### Exercise instructions
Apart from the pictures, every entry below must be given again exactly.

★ ★ ★ ★ ★

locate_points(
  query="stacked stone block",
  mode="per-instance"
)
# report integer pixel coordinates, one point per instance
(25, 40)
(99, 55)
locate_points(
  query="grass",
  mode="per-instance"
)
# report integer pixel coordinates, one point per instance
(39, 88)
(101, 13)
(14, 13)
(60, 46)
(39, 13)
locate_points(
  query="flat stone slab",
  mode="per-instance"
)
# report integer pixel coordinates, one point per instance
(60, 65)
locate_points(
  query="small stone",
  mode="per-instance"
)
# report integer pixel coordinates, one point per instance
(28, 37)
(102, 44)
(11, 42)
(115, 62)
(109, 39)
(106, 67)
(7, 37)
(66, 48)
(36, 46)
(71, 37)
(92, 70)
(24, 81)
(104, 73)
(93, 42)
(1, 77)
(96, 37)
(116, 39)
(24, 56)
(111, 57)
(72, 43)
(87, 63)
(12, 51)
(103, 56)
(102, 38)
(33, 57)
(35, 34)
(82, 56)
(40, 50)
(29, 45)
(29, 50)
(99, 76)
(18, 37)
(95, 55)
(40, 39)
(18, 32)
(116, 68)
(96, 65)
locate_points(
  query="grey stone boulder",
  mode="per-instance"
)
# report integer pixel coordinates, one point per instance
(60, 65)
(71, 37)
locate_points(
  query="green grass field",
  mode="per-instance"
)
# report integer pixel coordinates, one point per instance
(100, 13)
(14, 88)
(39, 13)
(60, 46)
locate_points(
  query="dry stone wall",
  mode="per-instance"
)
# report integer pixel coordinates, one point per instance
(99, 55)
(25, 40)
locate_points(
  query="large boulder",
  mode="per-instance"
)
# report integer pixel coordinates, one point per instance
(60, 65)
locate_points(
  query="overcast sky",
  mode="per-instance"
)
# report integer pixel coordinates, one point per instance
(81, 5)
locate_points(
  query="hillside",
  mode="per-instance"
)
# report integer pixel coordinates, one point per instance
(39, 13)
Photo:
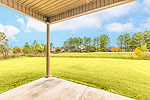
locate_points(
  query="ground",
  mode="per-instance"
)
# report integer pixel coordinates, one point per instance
(126, 77)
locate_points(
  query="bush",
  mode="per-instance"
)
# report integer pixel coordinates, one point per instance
(57, 49)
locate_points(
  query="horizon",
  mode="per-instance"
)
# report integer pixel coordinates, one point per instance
(125, 19)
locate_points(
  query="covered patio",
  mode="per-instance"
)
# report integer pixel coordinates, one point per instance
(57, 89)
(51, 12)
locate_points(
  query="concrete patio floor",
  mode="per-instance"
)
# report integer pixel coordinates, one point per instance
(58, 89)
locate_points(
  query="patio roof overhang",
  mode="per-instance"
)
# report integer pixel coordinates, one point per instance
(54, 11)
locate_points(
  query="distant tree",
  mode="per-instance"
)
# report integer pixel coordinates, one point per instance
(4, 45)
(87, 43)
(16, 50)
(96, 43)
(147, 39)
(138, 37)
(51, 46)
(80, 41)
(66, 46)
(126, 41)
(120, 43)
(26, 48)
(104, 42)
(57, 49)
(113, 49)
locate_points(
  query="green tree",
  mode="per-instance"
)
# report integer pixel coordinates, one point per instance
(16, 50)
(57, 49)
(51, 46)
(138, 37)
(147, 39)
(96, 43)
(126, 41)
(120, 43)
(4, 45)
(26, 48)
(87, 43)
(104, 42)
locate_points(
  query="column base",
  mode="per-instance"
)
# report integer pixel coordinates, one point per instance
(48, 76)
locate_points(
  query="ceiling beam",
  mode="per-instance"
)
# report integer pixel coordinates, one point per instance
(12, 4)
(92, 6)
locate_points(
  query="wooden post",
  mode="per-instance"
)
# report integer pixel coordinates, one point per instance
(48, 52)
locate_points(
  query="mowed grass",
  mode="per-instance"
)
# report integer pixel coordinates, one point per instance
(126, 77)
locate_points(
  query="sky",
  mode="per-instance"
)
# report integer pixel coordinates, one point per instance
(128, 18)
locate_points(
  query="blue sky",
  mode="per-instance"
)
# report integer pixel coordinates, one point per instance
(128, 18)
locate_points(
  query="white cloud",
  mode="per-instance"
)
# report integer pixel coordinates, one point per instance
(35, 25)
(96, 19)
(146, 24)
(128, 27)
(118, 27)
(10, 30)
(146, 6)
(21, 20)
(77, 23)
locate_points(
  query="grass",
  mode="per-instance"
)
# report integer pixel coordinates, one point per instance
(126, 77)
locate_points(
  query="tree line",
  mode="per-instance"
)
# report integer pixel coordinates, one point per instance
(124, 43)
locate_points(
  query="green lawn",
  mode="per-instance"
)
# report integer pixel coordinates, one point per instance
(129, 78)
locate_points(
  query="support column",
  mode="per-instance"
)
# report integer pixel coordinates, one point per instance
(48, 52)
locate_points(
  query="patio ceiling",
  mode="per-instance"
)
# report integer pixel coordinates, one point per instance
(54, 11)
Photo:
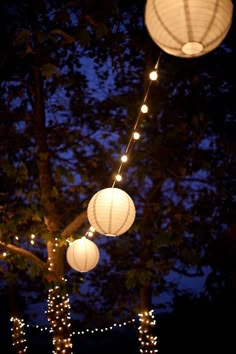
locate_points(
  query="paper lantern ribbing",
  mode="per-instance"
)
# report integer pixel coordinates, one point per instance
(188, 28)
(111, 212)
(82, 255)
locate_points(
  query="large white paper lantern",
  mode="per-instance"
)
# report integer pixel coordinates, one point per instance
(188, 28)
(82, 255)
(111, 212)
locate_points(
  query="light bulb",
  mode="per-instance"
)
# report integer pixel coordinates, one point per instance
(124, 158)
(153, 75)
(144, 108)
(118, 178)
(136, 135)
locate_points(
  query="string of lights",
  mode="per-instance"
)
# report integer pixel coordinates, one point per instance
(134, 136)
(112, 326)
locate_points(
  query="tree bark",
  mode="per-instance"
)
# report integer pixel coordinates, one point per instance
(58, 307)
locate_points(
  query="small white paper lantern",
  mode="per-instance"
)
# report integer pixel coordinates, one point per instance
(82, 255)
(111, 212)
(188, 28)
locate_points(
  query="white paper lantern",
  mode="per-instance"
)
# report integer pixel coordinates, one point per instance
(111, 212)
(82, 255)
(188, 28)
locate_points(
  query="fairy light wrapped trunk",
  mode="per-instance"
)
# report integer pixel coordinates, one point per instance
(18, 335)
(58, 303)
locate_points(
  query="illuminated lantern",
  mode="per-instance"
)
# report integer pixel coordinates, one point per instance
(82, 255)
(111, 212)
(188, 28)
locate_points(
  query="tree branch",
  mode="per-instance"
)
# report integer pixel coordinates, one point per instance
(28, 254)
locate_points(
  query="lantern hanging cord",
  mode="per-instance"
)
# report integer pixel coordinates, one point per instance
(134, 134)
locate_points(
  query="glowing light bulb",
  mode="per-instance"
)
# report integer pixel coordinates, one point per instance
(136, 135)
(153, 75)
(118, 178)
(124, 158)
(144, 108)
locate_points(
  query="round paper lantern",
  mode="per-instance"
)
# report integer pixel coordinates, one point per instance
(82, 255)
(111, 211)
(188, 28)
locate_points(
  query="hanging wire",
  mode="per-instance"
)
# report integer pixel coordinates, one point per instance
(134, 134)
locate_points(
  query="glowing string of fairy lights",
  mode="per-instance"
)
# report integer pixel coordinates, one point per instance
(18, 334)
(134, 136)
(115, 325)
(147, 339)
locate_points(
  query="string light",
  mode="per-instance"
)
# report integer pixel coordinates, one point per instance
(147, 340)
(135, 135)
(88, 330)
(124, 158)
(18, 335)
(144, 108)
(59, 317)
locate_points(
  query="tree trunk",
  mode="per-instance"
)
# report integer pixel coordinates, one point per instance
(58, 306)
(18, 324)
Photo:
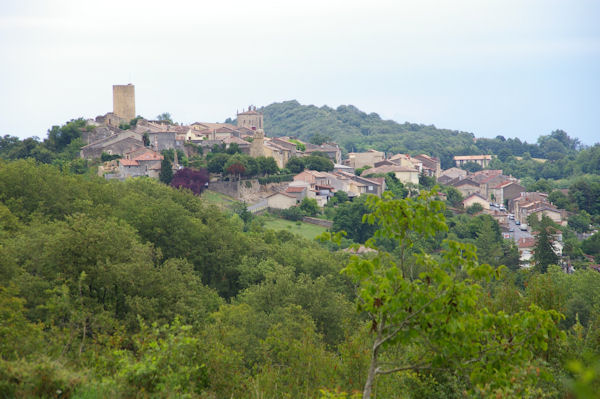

★ ★ ★ ★ ★

### Response below
locate_points(
  query="stacked stone block",
  mode="per-instance"
)
# report integer pixel coordinates, one point per instance
(25, 40)
(99, 55)
locate_points(
  query="grass",
  mode="per-instance"
)
# report integer pixel coordinates, one point per instance
(39, 88)
(101, 13)
(14, 13)
(60, 46)
(39, 13)
locate_points(
  query="flat stone slab",
  mode="per-instance"
)
# report integer pixel coordinates, one point per instance
(60, 65)
locate_points(
  query="small stone",
  mode="per-instance"
)
# report integer pixel coordinates, one point per instance
(28, 37)
(102, 44)
(11, 42)
(115, 62)
(109, 39)
(106, 67)
(7, 37)
(66, 48)
(36, 46)
(71, 37)
(92, 70)
(24, 81)
(104, 73)
(93, 42)
(1, 77)
(96, 37)
(116, 39)
(24, 56)
(111, 57)
(72, 43)
(87, 63)
(12, 51)
(103, 56)
(102, 38)
(33, 57)
(35, 34)
(82, 56)
(40, 50)
(29, 45)
(29, 50)
(99, 76)
(18, 37)
(95, 55)
(40, 39)
(18, 32)
(116, 68)
(96, 65)
locate_points(
  query="grey stone boulder",
  mode="per-instance"
)
# report integer pixel coordinates, one point per instance
(60, 65)
(71, 37)
locate_points(
  query="green grass field",
  mode="per-instance"
)
# report integer pixel coordinates, one point per instance
(100, 13)
(14, 88)
(39, 13)
(60, 46)
locate_points(
  query="dry stone wall",
  mode="per-instance"
)
# report integer pixel coordinates, one point per instance
(99, 55)
(25, 40)
locate_points(
  query="large boulder",
  mode="per-instance"
)
# report integer pixel coordinates, one point per instance
(60, 65)
locate_points(
  query="overcast sky",
  mode="per-instance"
)
# report integer pixel coordinates, one point per instance
(81, 5)
locate_points(
  query="hillside",
  mode="per-instance"
)
# report integer pixel coordinates, one point per instance
(39, 13)
Photo:
locate_points(
  query="ground",
  mode="per-instance"
)
# report integer pixel coordinates, one point per instance
(126, 77)
locate_points(
  query="bush",
  mode="per-instance"
)
# report integer pixel coordinates, one point per instance
(57, 49)
locate_points(
  query="horizon",
  mode="per-instance"
)
# report integer pixel coordinates, one point per instance
(125, 19)
locate_points(
  query="covered patio",
  mode="per-instance"
)
# report integer pixel coordinates, one point per instance
(57, 89)
(51, 12)
locate_points(
  query="concrete patio floor",
  mode="per-instance"
)
# report integer pixel coordinates, one point per instance
(58, 89)
locate_points(
  query="patio roof overhang",
  mode="per-instance"
)
# report integer pixel coordinates, one point per instance
(54, 11)
locate_points(
  query="distant tree",
  mode="per-instance"
)
# report integer pixel coordinates, one point per instance
(4, 45)
(87, 43)
(16, 50)
(96, 43)
(147, 39)
(138, 37)
(51, 46)
(80, 41)
(66, 46)
(126, 41)
(120, 43)
(26, 48)
(104, 42)
(57, 49)
(113, 49)
locate_points(
  query="green tree",
  mode="per-instance"
)
# report integer pixel coordinates, one point per instance
(16, 50)
(57, 49)
(51, 46)
(138, 37)
(147, 39)
(96, 43)
(126, 41)
(120, 43)
(4, 45)
(26, 48)
(87, 43)
(104, 42)
locate_points(
  query="column base",
  mode="per-instance"
)
# report integer pixel coordinates, one point per instance
(48, 76)
locate_points(
  query="ceiling beam",
  mode="per-instance"
)
# report integer pixel coordinates, one point per instance
(12, 4)
(92, 6)
locate_points(
  query="wooden post",
  mode="per-instance"
)
# report integer pixel coordinates, one point per instance
(48, 52)
locate_points(
  query="mowed grass",
  mode="per-instance"
)
# report integer pixel coordinates, one point per instance
(126, 77)
locate_points(
  query="sky",
  mode="per-instance"
)
# report integer pixel coordinates, one point per instance
(128, 18)
locate_points(
  query="blue sky",
  mode="per-instance"
)
# report integer pixel coordinates, one point per instance
(128, 18)
locate_points(
  query="white cloud",
  mode="per-instance"
)
# report integer pixel coordinates, one point per instance
(35, 25)
(96, 19)
(146, 24)
(128, 27)
(118, 27)
(10, 30)
(146, 6)
(21, 20)
(77, 23)
locate_points(
  query="grass",
  mode="per-instance"
)
# report integer pixel coordinates, one point per instance
(126, 77)
locate_points(
  query="tree line",
  mode="per-instance"
)
# report integer pixel coordinates, one point per instance
(124, 43)
locate_points(
  query="green lawn",
  mode="per-instance"
)
# report integer pixel coordinates, one point per instance
(129, 78)
locate_points(
  query="support column",
  mode="per-instance"
)
# report integer pixel coordinates, one point per instance
(48, 52)
locate_points(
  query="patio ceiling",
  mode="per-instance"
)
# report integer pixel coordinates, one point per instance
(54, 11)
Photo:
locate_points(
  query="paper lantern ribbing",
  mode="per-instance"
)
# report integer pixel coordinates, one point per instance
(188, 28)
(111, 212)
(82, 255)
locate_points(
  query="large white paper lantern",
  mode="per-instance"
)
# report integer pixel coordinates, one point per instance
(188, 28)
(82, 255)
(111, 212)
locate_points(
  query="light bulb",
  mode="per-instance"
)
# report integer pixel coordinates, one point per instance
(124, 158)
(153, 75)
(144, 108)
(118, 178)
(136, 135)
locate_points(
  query="string of lights",
  mode="per-instance"
)
# report integer pixel coordinates, one point per instance
(134, 136)
(112, 326)
locate_points(
  query="tree bark",
  mode="per-instance"
)
# report integer pixel coordinates, one point per instance
(58, 307)
locate_points(
  query="small white paper lantern",
  mode="per-instance"
)
# report integer pixel coordinates, one point per instance
(82, 255)
(111, 212)
(188, 28)
locate_points(
  query="white paper lantern",
  mode="per-instance"
)
# report integer pixel coordinates, one point per instance
(111, 212)
(82, 255)
(188, 28)
locate_points(
  query="fairy light wrapped trunk",
  mode="per-instance"
)
# report integer pixel coordinates, one point per instance
(18, 335)
(58, 303)
locate_points(
  query="illuminated lantern",
  mode="per-instance"
)
# report integer pixel coordinates, one point per instance
(82, 255)
(111, 212)
(188, 28)
locate_points(
  query="tree branch",
  mode="per-instance"
)
# report integer pixel coordinates, one point per instance
(28, 254)
locate_points(
  query="lantern hanging cord",
  mode="per-instance"
)
# report integer pixel coordinates, one point per instance
(134, 134)
locate_points(
  query="glowing light bulb",
  mode="per-instance"
)
# report integer pixel coordinates, one point per instance
(136, 135)
(153, 75)
(118, 178)
(124, 158)
(144, 108)
locate_points(
  query="round paper lantern",
  mode="per-instance"
)
# report integer pixel coordinates, one point per instance
(82, 255)
(111, 211)
(188, 28)
locate_points(
  query="hanging wire",
  mode="per-instance"
)
# report integer pixel coordinates, one point per instance
(134, 134)
locate_points(
  query="glowing string of fairy lights",
  mode="per-instance"
)
# report integer pixel coordinates, one point per instance
(18, 334)
(134, 136)
(115, 325)
(147, 339)
locate_points(
  query="string light",
  mode="per-instance"
)
# report integer pixel coordinates, one point per instance
(147, 340)
(135, 135)
(88, 330)
(124, 158)
(18, 335)
(144, 108)
(59, 317)
locate_points(
  query="tree trunk",
  mode="per-instance"
)
# report integer pixel coordinates, one point per instance
(58, 306)
(18, 324)
Photo:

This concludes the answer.